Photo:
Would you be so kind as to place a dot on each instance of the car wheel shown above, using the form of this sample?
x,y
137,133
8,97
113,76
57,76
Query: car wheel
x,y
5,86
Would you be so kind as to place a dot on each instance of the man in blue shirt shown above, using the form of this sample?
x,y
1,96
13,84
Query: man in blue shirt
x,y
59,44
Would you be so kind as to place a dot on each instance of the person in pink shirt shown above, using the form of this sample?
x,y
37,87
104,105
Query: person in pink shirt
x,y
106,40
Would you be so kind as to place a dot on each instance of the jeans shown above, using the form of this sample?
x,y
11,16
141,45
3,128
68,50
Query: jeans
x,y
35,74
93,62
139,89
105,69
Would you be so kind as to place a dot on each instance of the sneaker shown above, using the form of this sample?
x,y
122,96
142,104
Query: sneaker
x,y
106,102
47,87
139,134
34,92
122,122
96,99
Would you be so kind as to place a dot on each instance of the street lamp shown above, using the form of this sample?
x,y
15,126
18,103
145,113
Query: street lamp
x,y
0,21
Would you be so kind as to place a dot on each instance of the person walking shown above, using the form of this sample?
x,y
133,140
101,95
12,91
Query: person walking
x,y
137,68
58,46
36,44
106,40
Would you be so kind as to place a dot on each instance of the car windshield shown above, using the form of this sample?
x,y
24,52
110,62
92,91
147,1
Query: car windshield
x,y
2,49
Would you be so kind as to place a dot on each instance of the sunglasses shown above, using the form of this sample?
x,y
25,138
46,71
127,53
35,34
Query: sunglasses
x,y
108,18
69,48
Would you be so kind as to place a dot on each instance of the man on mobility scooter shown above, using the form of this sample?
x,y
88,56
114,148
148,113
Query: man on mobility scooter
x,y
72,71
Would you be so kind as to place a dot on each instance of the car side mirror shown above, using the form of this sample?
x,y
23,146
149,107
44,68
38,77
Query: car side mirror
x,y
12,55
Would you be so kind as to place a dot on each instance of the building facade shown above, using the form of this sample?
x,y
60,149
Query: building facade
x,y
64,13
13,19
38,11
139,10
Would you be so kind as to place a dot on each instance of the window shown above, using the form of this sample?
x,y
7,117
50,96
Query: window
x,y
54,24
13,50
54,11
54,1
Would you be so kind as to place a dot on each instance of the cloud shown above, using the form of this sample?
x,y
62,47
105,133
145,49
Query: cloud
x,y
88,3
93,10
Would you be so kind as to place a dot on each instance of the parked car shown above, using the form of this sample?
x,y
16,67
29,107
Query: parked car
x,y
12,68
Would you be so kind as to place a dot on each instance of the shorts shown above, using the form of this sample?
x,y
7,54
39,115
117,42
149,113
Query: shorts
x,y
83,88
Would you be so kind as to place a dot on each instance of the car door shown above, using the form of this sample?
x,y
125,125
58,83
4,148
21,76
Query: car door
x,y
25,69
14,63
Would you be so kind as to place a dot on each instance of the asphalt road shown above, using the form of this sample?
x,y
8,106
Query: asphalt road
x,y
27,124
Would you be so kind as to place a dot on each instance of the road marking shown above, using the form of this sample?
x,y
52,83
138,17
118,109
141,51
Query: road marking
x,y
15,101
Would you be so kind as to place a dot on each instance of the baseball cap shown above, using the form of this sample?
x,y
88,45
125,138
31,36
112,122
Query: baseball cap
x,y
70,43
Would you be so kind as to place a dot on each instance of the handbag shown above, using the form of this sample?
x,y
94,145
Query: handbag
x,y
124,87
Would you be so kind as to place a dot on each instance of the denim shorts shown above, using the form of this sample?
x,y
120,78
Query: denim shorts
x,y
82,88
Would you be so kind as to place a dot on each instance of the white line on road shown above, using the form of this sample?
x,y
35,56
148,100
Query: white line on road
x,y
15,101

______

-- To do --
Rewrite the items starting at the line that contains "of the white" and ending at the last line of the items, substituting "lane marking" for "white line on road" and leaving everything else unchanged.

-- Answer for the task --
Would you be so kind as to place a dot on each instance of the lane marking shown above, using the form of this sample?
x,y
35,56
148,100
Query: lane marking
x,y
15,101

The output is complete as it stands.